**PROBLEM DESCRIPTION**.
Rewrite the items from the line containing "Target: street lamp post" down to the very end of the items, both ends included, keeping every line and raising each coordinate in the answers by 59. Leave the pictures out.
== RECORDS PROVIDED
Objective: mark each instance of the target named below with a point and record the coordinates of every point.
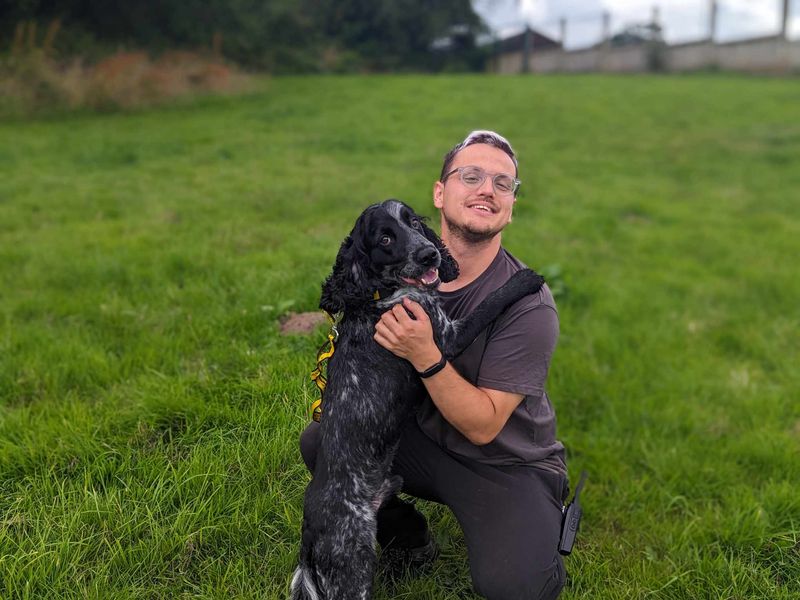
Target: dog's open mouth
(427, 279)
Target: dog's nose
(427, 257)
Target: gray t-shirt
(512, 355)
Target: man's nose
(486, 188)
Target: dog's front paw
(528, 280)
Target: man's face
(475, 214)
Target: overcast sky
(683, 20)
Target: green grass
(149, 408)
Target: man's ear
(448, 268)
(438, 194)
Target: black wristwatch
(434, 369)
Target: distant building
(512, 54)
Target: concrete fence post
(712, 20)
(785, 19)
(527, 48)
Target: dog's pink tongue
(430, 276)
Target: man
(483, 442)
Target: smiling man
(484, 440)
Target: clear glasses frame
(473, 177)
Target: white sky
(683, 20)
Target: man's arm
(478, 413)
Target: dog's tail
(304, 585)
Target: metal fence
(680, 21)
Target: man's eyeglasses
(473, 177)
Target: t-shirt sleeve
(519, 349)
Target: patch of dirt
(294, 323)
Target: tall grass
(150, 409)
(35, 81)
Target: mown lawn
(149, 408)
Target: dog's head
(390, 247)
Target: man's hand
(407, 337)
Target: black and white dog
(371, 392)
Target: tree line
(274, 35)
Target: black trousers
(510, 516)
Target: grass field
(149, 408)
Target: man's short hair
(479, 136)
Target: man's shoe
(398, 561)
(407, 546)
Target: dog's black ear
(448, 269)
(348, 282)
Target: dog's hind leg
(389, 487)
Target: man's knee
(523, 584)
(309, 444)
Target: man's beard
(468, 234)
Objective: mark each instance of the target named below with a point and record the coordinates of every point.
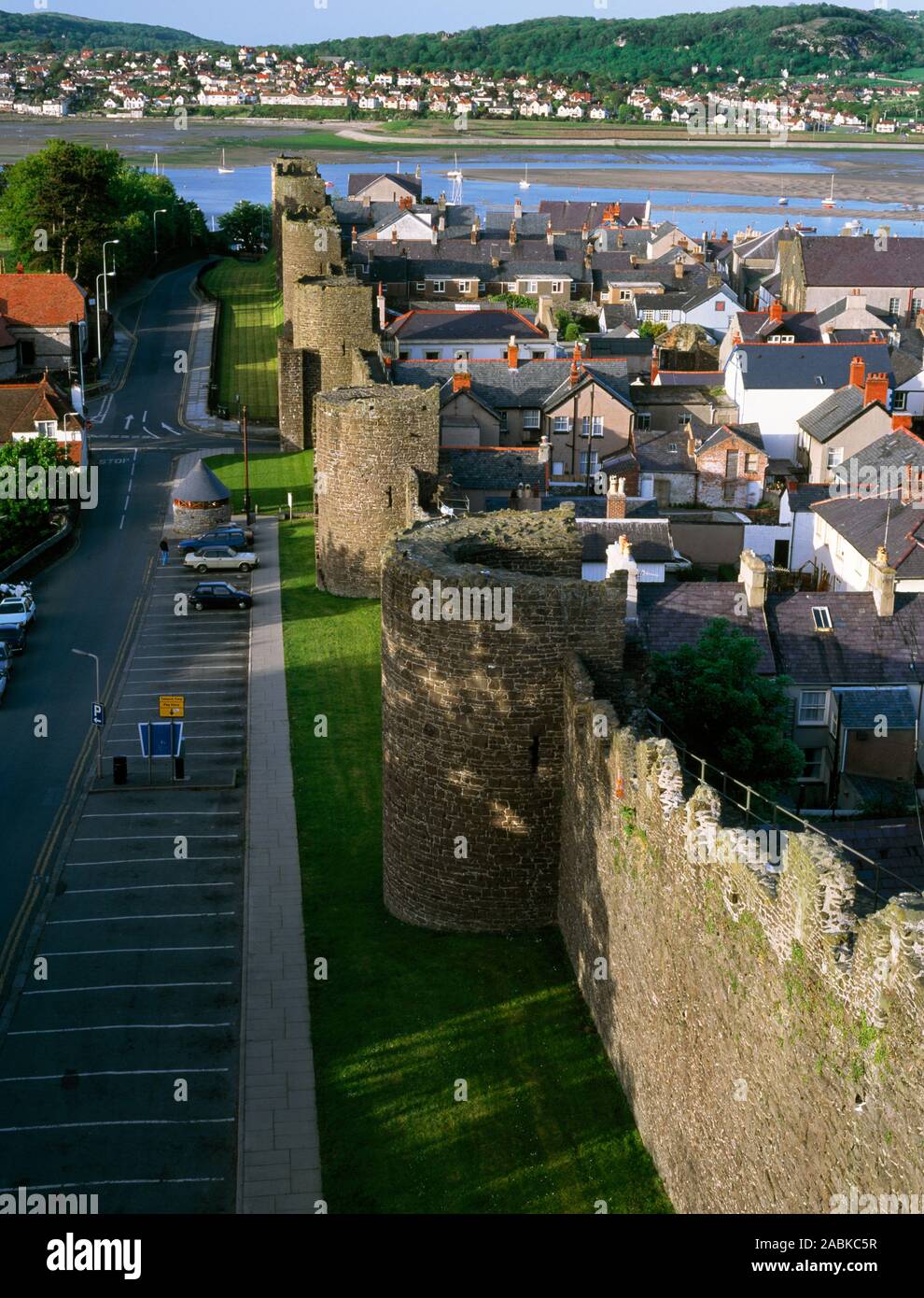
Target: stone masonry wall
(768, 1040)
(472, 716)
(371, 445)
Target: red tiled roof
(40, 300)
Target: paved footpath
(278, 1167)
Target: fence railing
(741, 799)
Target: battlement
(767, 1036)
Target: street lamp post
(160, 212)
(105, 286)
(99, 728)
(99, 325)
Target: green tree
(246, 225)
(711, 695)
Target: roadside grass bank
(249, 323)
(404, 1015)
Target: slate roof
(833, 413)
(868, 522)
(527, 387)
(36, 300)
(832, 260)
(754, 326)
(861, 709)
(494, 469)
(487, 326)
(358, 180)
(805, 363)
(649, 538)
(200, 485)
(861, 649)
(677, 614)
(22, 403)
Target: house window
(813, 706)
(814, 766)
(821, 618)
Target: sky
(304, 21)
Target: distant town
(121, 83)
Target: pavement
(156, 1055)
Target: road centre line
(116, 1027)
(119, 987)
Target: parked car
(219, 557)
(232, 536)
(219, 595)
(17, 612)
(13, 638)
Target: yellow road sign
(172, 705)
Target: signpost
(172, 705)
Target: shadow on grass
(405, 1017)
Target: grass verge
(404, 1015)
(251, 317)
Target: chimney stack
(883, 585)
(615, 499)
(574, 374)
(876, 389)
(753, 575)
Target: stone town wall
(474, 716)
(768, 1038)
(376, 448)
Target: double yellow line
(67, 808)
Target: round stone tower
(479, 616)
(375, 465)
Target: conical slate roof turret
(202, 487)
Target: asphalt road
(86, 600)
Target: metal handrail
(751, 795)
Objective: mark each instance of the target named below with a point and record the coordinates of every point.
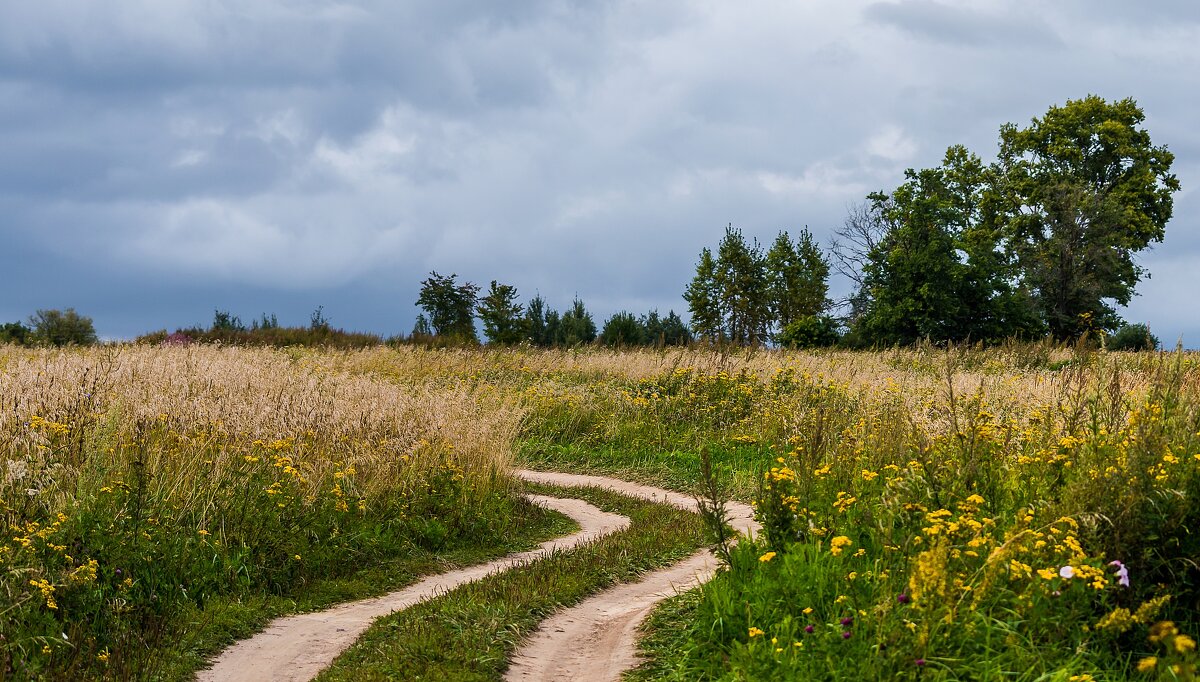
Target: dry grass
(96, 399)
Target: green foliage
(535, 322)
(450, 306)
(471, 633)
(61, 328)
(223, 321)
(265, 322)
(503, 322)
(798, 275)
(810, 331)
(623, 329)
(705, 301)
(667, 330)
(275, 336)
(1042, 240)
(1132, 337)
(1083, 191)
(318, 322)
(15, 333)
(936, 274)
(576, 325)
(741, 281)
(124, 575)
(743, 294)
====
**ANSWER BELOW**.
Target: street lamp post
(219, 271)
(164, 345)
(158, 787)
(158, 384)
Target: green tree
(305, 284)
(770, 754)
Target: roadside grass bank
(308, 382)
(463, 1074)
Target: slate roof
(892, 472)
(927, 581)
(586, 446)
(95, 359)
(891, 319)
(813, 385)
(920, 768)
(553, 528)
(546, 385)
(417, 239)
(864, 422)
(708, 597)
(259, 544)
(920, 708)
(736, 673)
(81, 462)
Target: house window
(872, 765)
(873, 825)
(880, 677)
Target: sky
(363, 80)
Target: distant town
(180, 142)
Target: pavement
(215, 1114)
Target: road centre line
(175, 1086)
(178, 1046)
Target: parked car
(278, 616)
(291, 595)
(278, 654)
(76, 671)
(72, 697)
Target: yellow road sign
(231, 764)
Target: signpost
(231, 764)
Target: shadow on grass
(464, 1076)
Target: grass verge
(463, 1074)
(310, 376)
Target: chimney stack
(942, 644)
(674, 558)
(633, 433)
(935, 448)
(812, 634)
Target: stone town wall
(533, 775)
(827, 1097)
(435, 507)
Target: double yellow line
(126, 867)
Target: round stone tower
(538, 675)
(434, 524)
Target: conical slate roof turret
(261, 546)
Target: asphalt road
(145, 659)
Target: metal handrail
(810, 854)
Objective: mark each instance of the target named below with a point and record the coordinates of every point.
Target: dry grass
(155, 458)
Target: green foliage
(594, 381)
(509, 365)
(530, 692)
(120, 387)
(282, 380)
(324, 381)
(562, 381)
(857, 334)
(869, 390)
(682, 388)
(764, 360)
(726, 389)
(334, 395)
(1101, 299)
(1191, 396)
(1142, 250)
(377, 381)
(74, 392)
(995, 333)
(635, 384)
(800, 340)
(183, 634)
(802, 353)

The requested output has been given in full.